PROMPT 1
In the post on communication fundamentals below, condense the paragraph beginning "The fundamentals of communication" into a shorter version that keeps its main facts.
PROMPT 2
Output the exact wording of the post on communication fundamentals below, beginning at the words "The fundamentals of communication" and stopping after "distributing information remain.".

The fundamentals of communication (the business we are in) haven't changed since Adam and Eve were naked. The principles of a good ad, which I posted a couple days ago were true when they were given to me in 1990, and they're true today. Of course, new technologies have arisen. Of course today's Shakespeare might be writing on Twitter. But the fundamentals of receiving and distributing information remain.
Now, of course, there are those who profit from saying "All is darkness. All past is junk. Only I know the one true way."
These are the people who are running around saying the fundamental rules have changed. Or, maybe more accurately, who don't appreciate the genetic core of how information is communicated. I would wager that for as long as there is sex, communications--whether they're interpersonal or commercial, travel on a course like this: 1) Introduction. 2) Interest. 3) Trial.
Last night I stumbled upon two things. One was a quotation from the mid-20th Century from the great William Faulkner. "The past is never dead. It's not even past."
Second, I came upon this by Robert Burton from The Anatomy Of Melancholy, by Robert Burton, published in 1652:
"I hear new news every day, and those ordinary rumours of war, plagues, fires, inundations, thefts, murders, massacres, meteors, comets, spectrums, prodigies, apparitions, of towns taken, cities besieged in France, Germany, Turkey, Persia, Poland, &c., daily musters and preparations, and such like, which these tempestuous times afford, battles fought, so many men slain, monomachies, shipwrecks, piracies and sea-fights; peace, leagues, stratagems, and fresh alarms.

DATA SECTION
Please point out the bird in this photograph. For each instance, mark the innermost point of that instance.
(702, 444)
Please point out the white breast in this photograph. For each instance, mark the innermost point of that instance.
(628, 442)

YOUR SOLUTION 1
The basics of communication have not changed since Adam and Eve. The principles of a good ad, received in 1990 and posted a couple of days ago, still hold true. New technologies have arisen, and today's Shakespeare might write on Twitter, but the fundamentals of receiving and distributing information remain.

YOUR SOLUTION 2
The fundamentals of communication (the business we are in) haven't changed since Adam and Eve were naked. The principles of a good ad, which I posted a couple days ago were true when they were given to me in 1990, and they're true today. Of course, new technologies have arisen. Of course today's Shakespeare might be writing on Twitter. But the fundamentals of receiving and distributing information remain.